* [Material for this task]:
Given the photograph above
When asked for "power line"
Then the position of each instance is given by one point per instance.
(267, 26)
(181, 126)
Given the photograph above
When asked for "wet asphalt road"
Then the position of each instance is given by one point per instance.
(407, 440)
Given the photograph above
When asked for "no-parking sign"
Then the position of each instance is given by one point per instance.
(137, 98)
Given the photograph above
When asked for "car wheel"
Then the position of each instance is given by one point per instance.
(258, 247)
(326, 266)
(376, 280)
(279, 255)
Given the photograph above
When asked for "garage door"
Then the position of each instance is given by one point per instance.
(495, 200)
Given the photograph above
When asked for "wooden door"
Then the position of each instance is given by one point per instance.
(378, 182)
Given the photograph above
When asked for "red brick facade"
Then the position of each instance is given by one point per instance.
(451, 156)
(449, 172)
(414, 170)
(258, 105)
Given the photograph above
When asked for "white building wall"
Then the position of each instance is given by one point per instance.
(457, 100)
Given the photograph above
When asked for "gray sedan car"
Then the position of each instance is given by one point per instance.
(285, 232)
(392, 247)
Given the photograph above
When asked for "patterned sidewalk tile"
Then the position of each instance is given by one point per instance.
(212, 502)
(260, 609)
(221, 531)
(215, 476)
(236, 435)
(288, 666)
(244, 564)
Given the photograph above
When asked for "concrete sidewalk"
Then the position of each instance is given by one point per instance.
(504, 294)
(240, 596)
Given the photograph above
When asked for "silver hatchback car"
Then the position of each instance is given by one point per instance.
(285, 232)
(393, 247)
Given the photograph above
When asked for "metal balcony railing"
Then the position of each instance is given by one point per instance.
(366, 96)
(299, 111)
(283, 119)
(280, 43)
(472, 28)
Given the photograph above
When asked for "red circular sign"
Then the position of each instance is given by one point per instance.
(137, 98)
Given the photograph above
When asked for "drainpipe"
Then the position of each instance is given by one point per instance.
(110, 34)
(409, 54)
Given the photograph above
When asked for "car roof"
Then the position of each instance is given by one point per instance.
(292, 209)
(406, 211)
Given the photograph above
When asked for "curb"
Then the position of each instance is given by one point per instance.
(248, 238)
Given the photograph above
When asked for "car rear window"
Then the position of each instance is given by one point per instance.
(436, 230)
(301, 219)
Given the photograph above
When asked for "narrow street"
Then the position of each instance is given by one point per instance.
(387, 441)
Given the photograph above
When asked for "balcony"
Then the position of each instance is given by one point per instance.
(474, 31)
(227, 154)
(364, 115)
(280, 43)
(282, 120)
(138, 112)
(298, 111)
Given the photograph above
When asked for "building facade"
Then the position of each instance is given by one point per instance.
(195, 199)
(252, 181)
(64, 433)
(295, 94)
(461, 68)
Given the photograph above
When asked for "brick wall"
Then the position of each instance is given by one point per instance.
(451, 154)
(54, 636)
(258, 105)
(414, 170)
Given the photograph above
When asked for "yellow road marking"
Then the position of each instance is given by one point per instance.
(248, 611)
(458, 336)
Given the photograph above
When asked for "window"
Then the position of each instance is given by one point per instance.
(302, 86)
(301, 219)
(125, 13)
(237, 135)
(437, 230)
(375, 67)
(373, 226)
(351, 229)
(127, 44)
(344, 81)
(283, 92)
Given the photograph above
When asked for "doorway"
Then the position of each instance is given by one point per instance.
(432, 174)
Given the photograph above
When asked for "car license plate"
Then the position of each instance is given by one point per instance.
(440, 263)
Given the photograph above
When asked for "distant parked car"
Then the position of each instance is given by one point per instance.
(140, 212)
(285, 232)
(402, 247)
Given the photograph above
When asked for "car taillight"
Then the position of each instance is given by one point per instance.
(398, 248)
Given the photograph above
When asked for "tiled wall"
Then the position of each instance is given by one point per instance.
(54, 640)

* [Instructions to follow]: Copy each line of the data exactly, leaving nothing out.

* [Answer to the exercise]:
Given the photograph above
When asked for "power line"
Then the position of each instance is given by one point per instance.
(267, 26)
(181, 126)
Given the photograph above
When asked for "wet asphalt road"
Then the position of each instance is given by one point per instance.
(407, 440)
Given the photograph above
When asked for "no-parking sign"
Then the position of each instance is given by one point per instance.
(137, 98)
Given the photograph above
When asked for "car wheel"
Then the position of each instance is given by one point per instance.
(258, 247)
(326, 266)
(376, 280)
(279, 255)
Given the photograph above
When asked for "garage door"
Then the position of each instance is given by one point per instance.
(495, 200)
Given the photograph above
When asked for "wooden door"
Then the position of each instance is given by one point per instance.
(378, 182)
Given the photograph above
When asked for "red brick facade"
Then the position of each instance is given by one point per instance.
(451, 156)
(449, 172)
(414, 170)
(258, 105)
Given the photograph above
When asked for "white building wall"
Then the position of each instance is given by one point per instance.
(457, 100)
Given the photograph above
When asked for "gray sedan car"
Then the position of each instance is given by one point per instance.
(285, 232)
(392, 247)
Given the photograph above
When asked for "patterned sidewalk tile"
Then the position of each instance is given by one point per instance.
(212, 502)
(260, 609)
(221, 531)
(215, 476)
(236, 435)
(288, 666)
(244, 564)
Given the photograph above
When asked for "concrete sidewalk"
Then the position of each instance is given by one point per instance.
(504, 294)
(240, 596)
Given the photograph above
When asked for "silver hatchback car"
Then the position of each instance is given by one point per instance.
(285, 232)
(393, 247)
Given the photograph above
When asked for "metal balcony railing"
Then the position of each instance is given by one point per instance.
(366, 96)
(299, 111)
(283, 119)
(280, 43)
(472, 28)
Given the photograph above
When asked for "red circular sign"
Then the position of each instance is given by one point per instance.
(137, 98)
Given the photograph above
When asked for "drainpipe"
Then the position of each instance is given by one point per instance.
(110, 34)
(409, 54)
Given the photograph above
When asked for "car roof"
Then the position of each instance is given by one point per instance.
(292, 209)
(406, 211)
Given the photograph above
When asked for "curb"
Then the position of each instance is given by one point per instance.
(248, 238)
Given the photograph above
When asked for "car rear window"
Then the position of each instance is given by one point per instance.
(436, 230)
(301, 219)
Given the photograph above
When asked for "narrow street"
Then the position of each instance is given by one point per instance.
(387, 441)
Given the photograph above
When asked for "balcony"
Then the position of each instance is given by one point per instance.
(474, 31)
(227, 154)
(364, 115)
(280, 43)
(282, 120)
(138, 112)
(298, 111)
Given the photograph above
When asked for "building facade"
Then the position of each instance is given by one point per instance.
(195, 199)
(252, 181)
(64, 433)
(295, 94)
(461, 68)
Given the photograph above
When asked for "brick wall"
Then the position of each instance is given by one point per instance.
(451, 154)
(54, 636)
(258, 105)
(414, 170)
Given the photograph above
When asked for "yellow road marking"
Then the position of each instance is given by one point per instance.
(248, 611)
(458, 336)
Given the photograph above
When asked for "window"
Then the position of each instance is given by one point per instance.
(302, 86)
(301, 219)
(125, 13)
(237, 135)
(437, 230)
(375, 67)
(373, 226)
(351, 229)
(127, 44)
(344, 81)
(283, 92)
Given the photograph above
When asked for "doorway"
Then the position of each instance is given by one point per instance.
(432, 174)
Given the photograph above
When asked for "car license plate"
Then the position of each instance is given by one point per instance.
(440, 263)
Given the photograph above
When asked for "distant parked car"
Then the position of each instance is given by one point per instance.
(140, 212)
(285, 232)
(402, 247)
Given the photograph above
When asked for "car taillight"
Then the position of each instance is given by one point per instance.
(398, 248)
Given the photograph above
When asked for "tiled wall"
Then the position of each instance is given by one point per instance.
(54, 640)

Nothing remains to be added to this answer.